(Collected data)
==*==

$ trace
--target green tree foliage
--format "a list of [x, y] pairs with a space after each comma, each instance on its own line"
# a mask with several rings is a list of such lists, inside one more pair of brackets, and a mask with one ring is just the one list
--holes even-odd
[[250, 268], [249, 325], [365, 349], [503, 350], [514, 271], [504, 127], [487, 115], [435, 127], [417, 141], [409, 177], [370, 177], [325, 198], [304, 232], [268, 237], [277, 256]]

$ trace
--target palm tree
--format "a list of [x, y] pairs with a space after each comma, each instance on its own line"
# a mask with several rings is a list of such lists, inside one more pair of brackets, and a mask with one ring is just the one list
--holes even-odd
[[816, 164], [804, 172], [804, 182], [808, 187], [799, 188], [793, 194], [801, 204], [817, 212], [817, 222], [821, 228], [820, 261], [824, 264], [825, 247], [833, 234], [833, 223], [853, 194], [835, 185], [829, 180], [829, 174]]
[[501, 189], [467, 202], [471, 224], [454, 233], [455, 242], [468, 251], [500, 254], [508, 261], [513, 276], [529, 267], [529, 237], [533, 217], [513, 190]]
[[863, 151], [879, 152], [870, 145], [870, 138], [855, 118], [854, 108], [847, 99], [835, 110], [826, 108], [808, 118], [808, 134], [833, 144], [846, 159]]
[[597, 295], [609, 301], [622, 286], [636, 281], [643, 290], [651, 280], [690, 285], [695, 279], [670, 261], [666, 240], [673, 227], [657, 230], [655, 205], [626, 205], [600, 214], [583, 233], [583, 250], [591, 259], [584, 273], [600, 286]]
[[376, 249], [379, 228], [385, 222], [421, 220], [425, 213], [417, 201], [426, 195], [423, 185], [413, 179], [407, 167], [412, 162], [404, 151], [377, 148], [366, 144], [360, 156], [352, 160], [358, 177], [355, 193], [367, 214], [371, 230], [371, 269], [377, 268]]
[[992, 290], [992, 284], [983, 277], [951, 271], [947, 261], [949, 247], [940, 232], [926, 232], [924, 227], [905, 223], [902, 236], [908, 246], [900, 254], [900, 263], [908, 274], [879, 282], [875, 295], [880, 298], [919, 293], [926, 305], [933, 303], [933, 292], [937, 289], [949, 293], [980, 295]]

==*==

However many lines the data holds, return each one exactly.

- [The completed task]:
$ trace
--target green tree foliage
--format "a list of [x, y] pairs with a space after each comma, each instance on its own line"
# a mask with several rings is a list of such lists, inside one more pair of brackets, and a mask with one ring is just the one list
--holes even-odd
[[250, 268], [249, 325], [365, 349], [503, 350], [514, 271], [504, 127], [487, 115], [435, 127], [417, 141], [409, 177], [370, 177], [325, 198], [304, 232], [268, 237], [277, 256]]

$ trace
--target palm tree
--format "a list of [x, y] pairs with a space after each comma, each instance on its own line"
# a mask with several rings is a list of such lists, inside one more pair of brackets, and a mask with one ring is just the one list
--holes even-odd
[[816, 164], [804, 172], [804, 182], [808, 187], [799, 188], [793, 194], [801, 204], [817, 212], [817, 222], [821, 228], [820, 261], [824, 264], [825, 247], [833, 234], [833, 223], [853, 194], [835, 185], [829, 180], [829, 174]]
[[501, 189], [467, 202], [471, 224], [454, 233], [455, 242], [468, 251], [500, 254], [508, 261], [513, 276], [529, 267], [529, 237], [533, 217], [513, 190]]
[[863, 151], [879, 152], [870, 145], [870, 138], [855, 118], [854, 108], [847, 99], [835, 110], [826, 108], [808, 118], [808, 134], [833, 144], [846, 159]]
[[597, 295], [609, 301], [622, 286], [636, 281], [643, 290], [651, 280], [690, 285], [695, 279], [670, 261], [666, 240], [673, 227], [657, 230], [655, 205], [626, 205], [600, 214], [583, 233], [583, 250], [591, 259], [584, 273], [600, 286]]
[[376, 249], [379, 228], [385, 222], [421, 220], [425, 213], [417, 201], [426, 195], [423, 185], [413, 179], [407, 167], [412, 162], [404, 151], [377, 148], [366, 144], [360, 156], [352, 160], [358, 177], [355, 193], [367, 214], [371, 230], [371, 269], [377, 268]]
[[992, 290], [992, 284], [983, 277], [951, 271], [947, 261], [949, 247], [940, 232], [926, 232], [924, 227], [905, 223], [902, 236], [908, 246], [900, 254], [900, 263], [908, 274], [879, 282], [875, 295], [880, 298], [919, 293], [926, 305], [933, 303], [933, 292], [937, 289], [949, 293], [980, 295]]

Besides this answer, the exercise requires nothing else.